- _Your tasks_:
1/ Which usernames head the posts in the forum thread about rehoming the rats? List every one.
2/ Convert the records into a Markdown table with the columns Row and Line, starting with the line that contains "of the cabin" and going on through the last line of the records. Leave out blank lines.

- _Source passage_:
Please dont shout at me, i feel bad enough looking at their little faces in that 35 litre container! I'm just trying to buy them a little time.


----------



## niki87 (Nov 18, 2009)

Claireglynn said:


> Well....
> 
> I have done something terrible, i popped into [email protected] on my way round to her house to buy one of there 99p nobbley gnawer things and they are next to the adoption bit, there was 3 chav's stood there saying about getting small adult rats to try there snakes on as the baby rats are to small now.
> Luckily they had no rats in the adoption bit, but i just couldnt let her take them there, knowing they stood a very high chance of being a snake's supper, especially Betty as she is quite small.
> ...


I think everyone is just going to be relieved that they are not going to PaH Hun!! 
I can still possibly pick up next week...though not sure we can go via Lincoln...will have to ask my OH.


----------



## Maltey (Nov 29, 2011)

I think spending a couple of days in a box is much better than spending a couple of days in a viv waiting to be eaten and spending their last few days in fear instead of being loved.


----------



## Claireglynn (Dec 9, 2011)

Thank you both for your nice comments, it means alot.
I am going to resort to pulling at everyones heart strings tomorrow and get pic's uploaded, watch out!


----------



## Laura123 (Aug 6, 2012)

Good luck. I hope you find a home for these girlies.


----------



## simplysardonic (Sep 1, 2009)

Hi Claireglynn, did you get my PM? I'm still OK to take the girls if they still need a home


----------

- _Record list_:

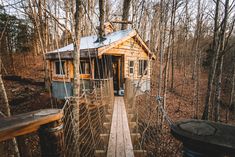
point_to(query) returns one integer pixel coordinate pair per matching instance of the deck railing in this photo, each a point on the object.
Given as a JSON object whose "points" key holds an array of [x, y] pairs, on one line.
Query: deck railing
{"points": [[56, 128]]}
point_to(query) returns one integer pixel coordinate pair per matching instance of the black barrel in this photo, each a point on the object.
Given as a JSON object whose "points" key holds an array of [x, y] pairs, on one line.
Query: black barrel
{"points": [[204, 138]]}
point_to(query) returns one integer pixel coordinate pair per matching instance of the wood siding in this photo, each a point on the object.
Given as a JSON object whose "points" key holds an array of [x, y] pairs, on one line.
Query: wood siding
{"points": [[132, 51]]}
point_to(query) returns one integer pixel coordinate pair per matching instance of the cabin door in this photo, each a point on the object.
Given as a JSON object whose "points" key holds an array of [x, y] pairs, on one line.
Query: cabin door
{"points": [[116, 67]]}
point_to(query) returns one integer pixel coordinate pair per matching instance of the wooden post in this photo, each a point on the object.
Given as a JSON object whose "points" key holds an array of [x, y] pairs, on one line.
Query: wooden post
{"points": [[52, 139]]}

- _Answers to the exercises_:
1/ niki87, Maltey, Claireglynn, Laura123, simplysardonic

2/
| Row | Line |
|---|---|
| 1 | point_to(query) returns one integer pixel coordinate pair per matching instance of the cabin door in this photo, each a point on the object. |
| 2 | Given as a JSON object whose "points" key holds an array of [x, y] pairs, on one line. |
| 3 | Query: cabin door |
| 4 | {"points": [[116, 67]]} |
| 5 | point_to(query) returns one integer pixel coordinate pair per matching instance of the wooden post in this photo, each a point on the object. |
| 6 | Given as a JSON object whose "points" key holds an array of [x, y] pairs, on one line. |
| 7 | Query: wooden post |
| 8 | {"points": [[52, 139]]} |